-- WHAT TO WORK ON --
Every entry below, from first to last, should be copied exactly.

-- DATA SHOWN --
::::

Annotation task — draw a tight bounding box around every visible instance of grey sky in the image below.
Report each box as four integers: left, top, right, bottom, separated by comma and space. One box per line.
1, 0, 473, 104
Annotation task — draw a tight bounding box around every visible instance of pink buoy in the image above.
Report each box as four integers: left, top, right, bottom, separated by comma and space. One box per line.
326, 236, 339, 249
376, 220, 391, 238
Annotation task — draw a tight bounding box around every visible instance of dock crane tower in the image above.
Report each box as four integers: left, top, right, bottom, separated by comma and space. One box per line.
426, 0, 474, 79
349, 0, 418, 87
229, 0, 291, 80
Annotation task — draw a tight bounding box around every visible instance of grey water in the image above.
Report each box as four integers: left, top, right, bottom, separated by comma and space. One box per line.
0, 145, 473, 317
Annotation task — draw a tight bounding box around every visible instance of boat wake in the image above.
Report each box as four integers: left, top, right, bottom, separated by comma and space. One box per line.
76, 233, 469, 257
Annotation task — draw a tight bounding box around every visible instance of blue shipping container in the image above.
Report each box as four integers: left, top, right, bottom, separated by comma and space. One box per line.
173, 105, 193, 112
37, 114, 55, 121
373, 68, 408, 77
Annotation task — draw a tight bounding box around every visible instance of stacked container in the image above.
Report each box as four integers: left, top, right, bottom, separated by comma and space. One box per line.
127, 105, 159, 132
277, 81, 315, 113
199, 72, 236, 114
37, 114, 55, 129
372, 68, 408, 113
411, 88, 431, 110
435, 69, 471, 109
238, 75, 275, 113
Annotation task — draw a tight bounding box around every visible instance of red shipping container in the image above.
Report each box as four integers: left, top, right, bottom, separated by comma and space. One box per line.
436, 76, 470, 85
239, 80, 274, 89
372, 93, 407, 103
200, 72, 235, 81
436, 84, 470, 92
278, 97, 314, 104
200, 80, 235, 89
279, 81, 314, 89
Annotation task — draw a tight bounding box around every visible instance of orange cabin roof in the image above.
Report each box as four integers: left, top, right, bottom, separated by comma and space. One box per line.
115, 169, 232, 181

::::

-- ANSWER BOX --
Annotation task — draw a tight bounding box around every visible instance of grey sky in the image below.
Report each box as four integers: left, top, right, bottom, separated by comma and space. One box per line.
1, 0, 473, 104
Annotation task — draw a tight bounding box around every visible instance of pink buoy in the image above.
Report each box as four integers: left, top, right, bottom, separated by comma and space. One box per line.
326, 236, 339, 249
376, 220, 391, 238
Annotation task — draw a tight bounding box around every visible instance of dock crane tower in the image above.
Report each box as four integers: left, top, right, bottom, separated by comma and space. One box per line.
426, 0, 474, 79
349, 0, 418, 87
229, 0, 291, 80
Annotation task — draw a tight bounding box around every visible instance of grey water in the image above.
Report each box as four integers: left, top, right, bottom, separated by comma and space. One box per line.
0, 145, 473, 317
Annotation task — draw a tight bounding box around every visible instance of boat wake in the image above.
Report each box as four integers: left, top, right, bottom, separated by comma and space. One box per line.
76, 233, 469, 257
Annotation task — draw a tight bounding box around every visible instance of blue shipping container in the image above.
Report each box as four integers: left, top, right, bottom, separated by comma and space. One box per line.
173, 105, 193, 112
37, 114, 55, 121
373, 68, 408, 77
Annotation task — draw a tight bounding box around every visible instance of stacked container in the image above.
Report each box as four integers: left, top, right, bottom, separated by comma and space. One box per line.
127, 105, 159, 132
277, 81, 315, 113
199, 72, 236, 114
37, 114, 55, 129
372, 68, 408, 113
411, 88, 431, 110
435, 69, 471, 109
238, 75, 275, 113
Annotation task — draw a tight bounding box around every visible instance of red shipping container in the image above.
Report each box as four integers: left, top, right, bottom, separated by comma and space. One box per line.
436, 76, 470, 85
239, 80, 274, 89
372, 93, 407, 103
200, 72, 235, 81
436, 84, 470, 92
278, 97, 314, 104
200, 80, 235, 89
279, 81, 314, 89
Annotation task — draw a tight bounding box around every visible instance of orange cabin roof in the image above.
Report each box as four integers: left, top, right, bottom, separated by comma and space. One box per line.
115, 169, 232, 181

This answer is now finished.